**PETUNJUK 1**.
Sebutkan setiap bentuk kata berbeda yang mengandung kata dasar "politik" dalam teks tentang pesantren dan politik di bawah ini.

**TEKS PILIHAN**.
Journal News .Dalam setiap kontestasi politik di Indonesia, pesantren adalah kelompok masyarakat yang terpenting dan selalu diperhitungkan suaranya. Dengan kesadaran berbangsa dan beragama, kelompok Islam ini selalu berusaha mengambil bagian penting dalam politik. Baik dalam konteks menyukseskan agenda demokrasi, maupun keterlibatan anggotanya dalam berbagai ranah di politik. Ini seolah menjadi sebuah keniscayaan dalam sejarah politik Indonesia bahwa penting sekali bagi pelaku politik “melirik” dan “mendengar” suara kalangan pesantren dalam penentuan kebijakan politiknya untuk masyarakat luas.
Tradisi berpolitik dalam pesantren sebenarnya sudah cukup mendarah daging. Saat ini, kita dpaat melihat bagaimana keterlibatan tokoh pesantren dalam politik praktis di Indonesia. Banyak sekali tokoh strategis pesantren menempati posisi publik baik dalam kapasitas lembaga eksekutif dan legislatif sehingga memberikan warna baru dalam perpolitikan nasional. Mereka diberikan kepercayaan oleh publik, karena integritas dan kompetensinya sehingga diharapkan mampu menjawab dan menangkap kebutuhan masyarakat secara luas.

**PETUNJUK 2**.
Ubah skala catatan mulai dari baris yang memuat "of the neck." sampai akhir catatan, kedua ujungnya termasuk. Tulis ulang baris-baris itu saja beserta perintahnya, dengan setiap koordinat x dan y pada jawaban dikalikan 1,1 lalu dibulatkan ke bilangan bulat terdekat (nilai setengah dibulatkan ke atas).

(Catatan dataset penunjukan)
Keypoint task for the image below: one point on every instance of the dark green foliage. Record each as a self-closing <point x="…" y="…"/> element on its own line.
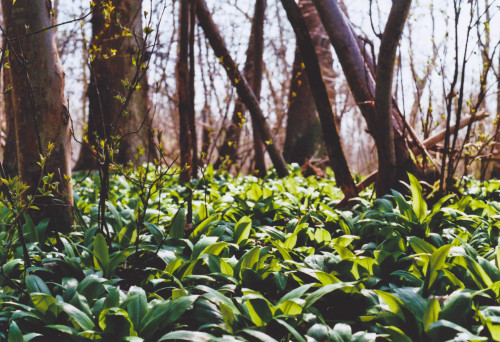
<point x="264" y="260"/>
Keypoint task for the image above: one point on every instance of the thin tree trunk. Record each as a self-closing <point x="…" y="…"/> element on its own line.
<point x="303" y="131"/>
<point x="10" y="150"/>
<point x="118" y="89"/>
<point x="383" y="94"/>
<point x="320" y="94"/>
<point x="41" y="117"/>
<point x="192" y="113"/>
<point x="184" y="93"/>
<point x="241" y="84"/>
<point x="228" y="152"/>
<point x="356" y="69"/>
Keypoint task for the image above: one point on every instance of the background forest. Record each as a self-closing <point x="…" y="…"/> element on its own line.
<point x="202" y="170"/>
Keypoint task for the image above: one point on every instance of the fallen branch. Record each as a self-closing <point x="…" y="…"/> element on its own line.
<point x="428" y="143"/>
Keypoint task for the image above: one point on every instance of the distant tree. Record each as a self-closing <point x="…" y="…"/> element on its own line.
<point x="382" y="119"/>
<point x="185" y="92"/>
<point x="118" y="89"/>
<point x="303" y="130"/>
<point x="228" y="153"/>
<point x="38" y="106"/>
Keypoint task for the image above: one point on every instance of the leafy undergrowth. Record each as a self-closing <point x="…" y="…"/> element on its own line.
<point x="264" y="260"/>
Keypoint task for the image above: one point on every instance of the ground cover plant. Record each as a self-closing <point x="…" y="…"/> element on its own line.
<point x="263" y="260"/>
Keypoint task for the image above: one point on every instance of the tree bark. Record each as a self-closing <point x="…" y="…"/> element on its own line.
<point x="41" y="117"/>
<point x="253" y="73"/>
<point x="320" y="95"/>
<point x="356" y="69"/>
<point x="383" y="94"/>
<point x="303" y="130"/>
<point x="118" y="89"/>
<point x="241" y="84"/>
<point x="184" y="94"/>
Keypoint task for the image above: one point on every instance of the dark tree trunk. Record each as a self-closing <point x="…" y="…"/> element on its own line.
<point x="383" y="94"/>
<point x="41" y="117"/>
<point x="320" y="95"/>
<point x="303" y="131"/>
<point x="241" y="84"/>
<point x="10" y="150"/>
<point x="118" y="89"/>
<point x="356" y="67"/>
<point x="228" y="152"/>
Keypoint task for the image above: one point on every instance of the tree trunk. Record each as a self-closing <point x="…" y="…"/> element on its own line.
<point x="228" y="153"/>
<point x="41" y="117"/>
<point x="356" y="69"/>
<point x="383" y="95"/>
<point x="241" y="84"/>
<point x="303" y="131"/>
<point x="184" y="93"/>
<point x="10" y="151"/>
<point x="320" y="94"/>
<point x="118" y="89"/>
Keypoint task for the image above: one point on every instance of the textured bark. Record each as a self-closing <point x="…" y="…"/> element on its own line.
<point x="10" y="151"/>
<point x="303" y="131"/>
<point x="241" y="84"/>
<point x="228" y="152"/>
<point x="356" y="67"/>
<point x="41" y="117"/>
<point x="383" y="94"/>
<point x="320" y="95"/>
<point x="112" y="74"/>
<point x="184" y="93"/>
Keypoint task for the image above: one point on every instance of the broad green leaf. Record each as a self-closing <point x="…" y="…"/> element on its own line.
<point x="137" y="305"/>
<point x="321" y="332"/>
<point x="116" y="260"/>
<point x="15" y="334"/>
<point x="227" y="316"/>
<point x="421" y="246"/>
<point x="242" y="229"/>
<point x="101" y="253"/>
<point x="250" y="258"/>
<point x="436" y="263"/>
<point x="215" y="249"/>
<point x="35" y="284"/>
<point x="260" y="311"/>
<point x="77" y="316"/>
<point x="295" y="293"/>
<point x="30" y="231"/>
<point x="115" y="215"/>
<point x="202" y="244"/>
<point x="42" y="301"/>
<point x="258" y="335"/>
<point x="162" y="314"/>
<point x="418" y="203"/>
<point x="290" y="241"/>
<point x="466" y="335"/>
<point x="178" y="224"/>
<point x="116" y="322"/>
<point x="394" y="303"/>
<point x="292" y="330"/>
<point x="316" y="295"/>
<point x="225" y="268"/>
<point x="284" y="253"/>
<point x="290" y="307"/>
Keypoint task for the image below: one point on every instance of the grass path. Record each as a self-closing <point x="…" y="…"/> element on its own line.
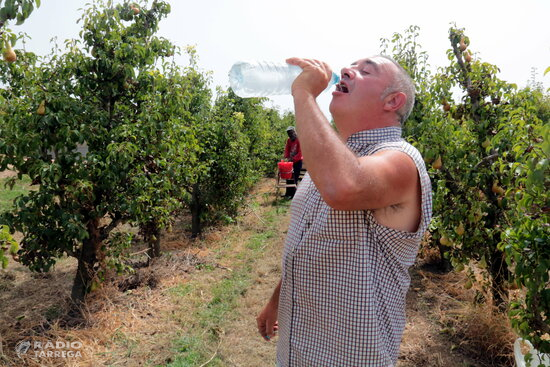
<point x="196" y="305"/>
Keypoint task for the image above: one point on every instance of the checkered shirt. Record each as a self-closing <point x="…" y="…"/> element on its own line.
<point x="345" y="277"/>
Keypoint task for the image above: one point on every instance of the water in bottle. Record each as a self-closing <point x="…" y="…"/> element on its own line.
<point x="264" y="78"/>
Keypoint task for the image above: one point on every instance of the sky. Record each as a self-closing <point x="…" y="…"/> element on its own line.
<point x="511" y="34"/>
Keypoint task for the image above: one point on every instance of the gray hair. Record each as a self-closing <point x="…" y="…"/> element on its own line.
<point x="402" y="82"/>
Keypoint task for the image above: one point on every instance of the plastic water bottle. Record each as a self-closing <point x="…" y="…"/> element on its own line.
<point x="264" y="78"/>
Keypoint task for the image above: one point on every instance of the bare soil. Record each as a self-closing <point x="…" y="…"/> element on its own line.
<point x="140" y="319"/>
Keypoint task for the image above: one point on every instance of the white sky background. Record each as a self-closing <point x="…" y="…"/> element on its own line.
<point x="514" y="35"/>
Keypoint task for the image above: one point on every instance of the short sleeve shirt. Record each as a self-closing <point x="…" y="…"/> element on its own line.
<point x="345" y="277"/>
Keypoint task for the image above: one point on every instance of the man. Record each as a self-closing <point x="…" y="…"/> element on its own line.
<point x="293" y="154"/>
<point x="356" y="221"/>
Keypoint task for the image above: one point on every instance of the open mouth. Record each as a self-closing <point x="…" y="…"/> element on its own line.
<point x="341" y="87"/>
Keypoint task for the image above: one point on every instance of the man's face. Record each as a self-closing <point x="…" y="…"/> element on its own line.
<point x="361" y="87"/>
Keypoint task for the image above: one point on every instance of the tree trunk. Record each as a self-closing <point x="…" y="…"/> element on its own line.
<point x="153" y="239"/>
<point x="444" y="263"/>
<point x="195" y="212"/>
<point x="87" y="261"/>
<point x="500" y="275"/>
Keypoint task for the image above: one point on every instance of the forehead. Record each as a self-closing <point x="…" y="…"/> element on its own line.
<point x="379" y="64"/>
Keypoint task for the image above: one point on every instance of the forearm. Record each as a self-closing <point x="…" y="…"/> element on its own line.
<point x="330" y="163"/>
<point x="274" y="300"/>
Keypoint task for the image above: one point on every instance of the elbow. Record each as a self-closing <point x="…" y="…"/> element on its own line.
<point x="341" y="197"/>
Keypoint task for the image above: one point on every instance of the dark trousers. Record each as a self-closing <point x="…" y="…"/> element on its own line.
<point x="296" y="167"/>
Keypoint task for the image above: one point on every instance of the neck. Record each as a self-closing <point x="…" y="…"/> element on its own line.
<point x="348" y="126"/>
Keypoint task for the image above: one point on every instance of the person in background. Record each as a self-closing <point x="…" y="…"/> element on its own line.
<point x="356" y="223"/>
<point x="293" y="154"/>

**HASIL LENGKAP 1**.
politik
politiknya
berpolitik
perpolitikan

**HASIL LENGKAP 2**.
Keypoint task for the image above: one point on every instance of the neck. Record each as a self-closing <point x="…" y="…"/> element on its own line.
<point x="383" y="139"/>
Keypoint task for the image above: one point on every instance of the person in background. Record each as a self-closing <point x="…" y="…"/> element on its own line.
<point x="392" y="245"/>
<point x="322" y="169"/>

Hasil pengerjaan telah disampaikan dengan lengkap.